Material for this task —
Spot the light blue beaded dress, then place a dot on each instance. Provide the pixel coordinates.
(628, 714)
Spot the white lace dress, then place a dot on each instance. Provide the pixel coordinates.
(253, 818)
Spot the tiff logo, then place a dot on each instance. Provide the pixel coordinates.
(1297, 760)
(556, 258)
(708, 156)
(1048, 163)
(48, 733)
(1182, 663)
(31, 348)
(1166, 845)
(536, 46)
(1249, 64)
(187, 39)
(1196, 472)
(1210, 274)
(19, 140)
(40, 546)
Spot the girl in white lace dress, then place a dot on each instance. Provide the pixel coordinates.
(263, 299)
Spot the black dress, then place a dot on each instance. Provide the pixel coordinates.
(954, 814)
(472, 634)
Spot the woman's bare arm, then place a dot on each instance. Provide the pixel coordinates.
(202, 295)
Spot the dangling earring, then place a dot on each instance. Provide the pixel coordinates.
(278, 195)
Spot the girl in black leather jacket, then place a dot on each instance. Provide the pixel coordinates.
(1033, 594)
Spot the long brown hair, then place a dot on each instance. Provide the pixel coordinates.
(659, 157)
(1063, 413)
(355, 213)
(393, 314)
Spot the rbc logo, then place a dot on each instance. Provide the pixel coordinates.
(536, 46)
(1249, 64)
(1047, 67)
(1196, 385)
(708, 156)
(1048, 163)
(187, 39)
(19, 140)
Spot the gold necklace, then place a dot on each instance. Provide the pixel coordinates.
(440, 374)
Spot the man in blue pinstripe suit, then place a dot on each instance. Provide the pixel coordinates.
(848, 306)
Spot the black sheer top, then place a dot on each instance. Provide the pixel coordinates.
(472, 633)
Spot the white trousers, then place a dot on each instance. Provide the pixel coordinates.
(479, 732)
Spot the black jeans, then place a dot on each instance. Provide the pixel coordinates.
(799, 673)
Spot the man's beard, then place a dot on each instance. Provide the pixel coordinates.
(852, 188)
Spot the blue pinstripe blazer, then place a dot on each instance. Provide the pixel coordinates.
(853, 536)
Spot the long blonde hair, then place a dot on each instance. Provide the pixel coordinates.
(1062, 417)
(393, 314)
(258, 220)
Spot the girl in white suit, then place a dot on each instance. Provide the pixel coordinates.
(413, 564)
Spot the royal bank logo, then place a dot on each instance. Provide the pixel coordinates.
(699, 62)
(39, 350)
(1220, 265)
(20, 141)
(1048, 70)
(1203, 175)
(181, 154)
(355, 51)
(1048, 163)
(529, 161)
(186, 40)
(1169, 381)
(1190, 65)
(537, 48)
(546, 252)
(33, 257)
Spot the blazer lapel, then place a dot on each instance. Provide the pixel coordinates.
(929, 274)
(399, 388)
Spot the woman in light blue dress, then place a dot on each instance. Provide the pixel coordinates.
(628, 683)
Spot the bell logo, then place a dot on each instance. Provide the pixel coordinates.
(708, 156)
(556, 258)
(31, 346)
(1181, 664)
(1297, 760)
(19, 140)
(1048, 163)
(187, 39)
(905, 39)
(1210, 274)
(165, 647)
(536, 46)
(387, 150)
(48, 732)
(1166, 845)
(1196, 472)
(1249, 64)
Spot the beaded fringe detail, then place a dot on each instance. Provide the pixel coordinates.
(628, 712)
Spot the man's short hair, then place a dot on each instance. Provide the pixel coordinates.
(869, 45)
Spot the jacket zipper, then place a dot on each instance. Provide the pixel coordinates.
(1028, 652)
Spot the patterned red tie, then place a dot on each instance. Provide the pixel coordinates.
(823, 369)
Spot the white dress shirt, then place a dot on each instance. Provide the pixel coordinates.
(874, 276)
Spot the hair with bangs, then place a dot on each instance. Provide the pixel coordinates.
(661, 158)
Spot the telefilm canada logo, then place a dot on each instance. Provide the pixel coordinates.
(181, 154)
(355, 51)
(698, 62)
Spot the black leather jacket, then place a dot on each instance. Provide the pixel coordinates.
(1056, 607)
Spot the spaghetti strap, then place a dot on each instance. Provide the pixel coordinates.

Exercise objective — Output an exact copy of the lines beginning at the one that holds "Spot the black leather" and running through the final line of the records.

Task solution —
Spot the black leather jacket, then place a dot on each instance. Provide the pixel coordinates.
(1056, 607)
Spot the spaghetti strap, then place a dot on each instance. Provide the pixel coordinates.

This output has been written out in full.